Copy the records line for line, starting at the line that contains "find the red placard" and continuing through the end of the records.

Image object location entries
• • • • •

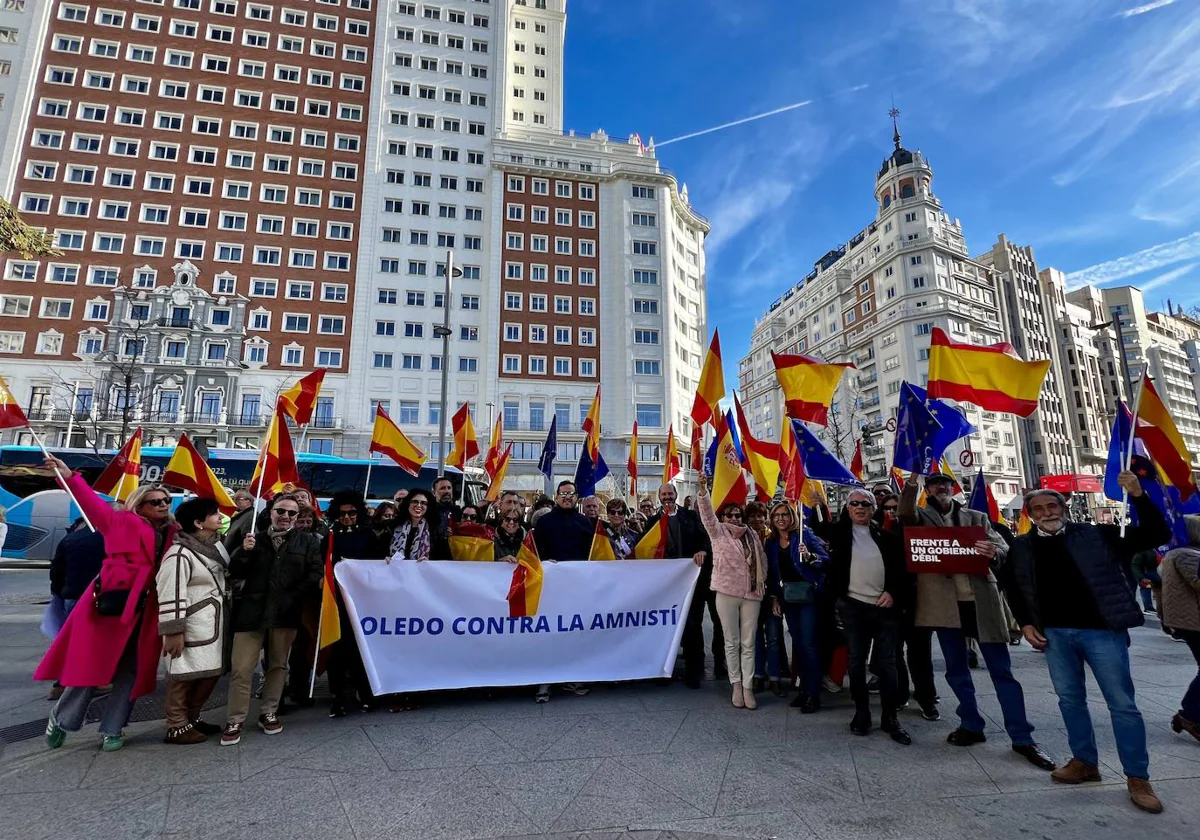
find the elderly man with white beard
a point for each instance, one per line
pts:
(961, 606)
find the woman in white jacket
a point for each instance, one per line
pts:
(192, 600)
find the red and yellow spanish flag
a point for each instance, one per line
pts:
(187, 471)
(991, 377)
(729, 480)
(631, 465)
(11, 417)
(809, 385)
(472, 541)
(856, 463)
(330, 619)
(653, 545)
(388, 439)
(466, 447)
(671, 462)
(276, 466)
(502, 469)
(495, 448)
(1157, 430)
(712, 385)
(791, 466)
(601, 547)
(123, 473)
(762, 457)
(525, 592)
(299, 400)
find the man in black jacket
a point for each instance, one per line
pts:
(687, 538)
(868, 582)
(279, 569)
(1069, 592)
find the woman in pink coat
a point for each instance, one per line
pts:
(124, 651)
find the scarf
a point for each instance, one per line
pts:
(412, 545)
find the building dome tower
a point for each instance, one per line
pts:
(904, 174)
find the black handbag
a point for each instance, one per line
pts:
(799, 592)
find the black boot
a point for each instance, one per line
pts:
(891, 724)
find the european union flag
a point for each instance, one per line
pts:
(820, 463)
(917, 430)
(954, 423)
(549, 450)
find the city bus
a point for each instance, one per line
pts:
(39, 511)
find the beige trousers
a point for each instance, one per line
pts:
(739, 623)
(246, 647)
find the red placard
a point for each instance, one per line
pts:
(946, 551)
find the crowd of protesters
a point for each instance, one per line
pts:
(238, 597)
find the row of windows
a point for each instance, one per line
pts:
(514, 301)
(52, 138)
(535, 366)
(540, 186)
(539, 334)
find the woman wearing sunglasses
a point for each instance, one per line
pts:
(112, 635)
(739, 573)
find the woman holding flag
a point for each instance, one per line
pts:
(739, 580)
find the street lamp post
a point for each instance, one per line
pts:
(444, 333)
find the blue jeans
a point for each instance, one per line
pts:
(1107, 653)
(1189, 707)
(802, 624)
(1008, 691)
(771, 629)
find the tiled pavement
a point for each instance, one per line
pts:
(629, 761)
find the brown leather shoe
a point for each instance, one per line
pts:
(1075, 772)
(1144, 796)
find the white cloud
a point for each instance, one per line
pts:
(1131, 265)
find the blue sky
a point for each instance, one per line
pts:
(1069, 125)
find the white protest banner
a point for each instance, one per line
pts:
(445, 624)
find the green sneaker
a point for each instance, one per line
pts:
(113, 743)
(54, 735)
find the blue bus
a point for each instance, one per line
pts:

• • • • •

→ **Solution to the exercise**
find the red placard
a point for each instance, one per line
pts:
(946, 551)
find the crowd of protesters
a point for each instance, one per line
pts:
(238, 597)
find the row of windows
a point for each instance, one per line
pts:
(514, 301)
(52, 138)
(535, 366)
(540, 186)
(539, 334)
find the woman wearing sunglasses
a point for each instance, one per line
pts:
(112, 635)
(739, 573)
find the woman holding flag
a point for each instance, one per line
pts:
(739, 580)
find the street lamp post
a point for each instance, one per line
pts:
(444, 333)
find the blue jeans
a point for each instance, one per line
pts:
(1107, 653)
(1189, 707)
(802, 624)
(1008, 691)
(771, 629)
find the tiled pavement
a point for each instance, one per line
pts:
(629, 761)
find the brown leather shoe
a point for each instance, one per line
pts:
(1075, 772)
(1144, 796)
find the white cloud
a point for each instance, one per line
pts:
(1131, 265)
find the blue sky
a point for each instance, one per line
pts:
(1069, 125)
find the white protest banner
a point for each instance, one per line
pts:
(445, 624)
find the green sneaker
a point for each instance, one per line
pts:
(113, 743)
(54, 735)
find the blue bus
a point for each instance, one per line
pts:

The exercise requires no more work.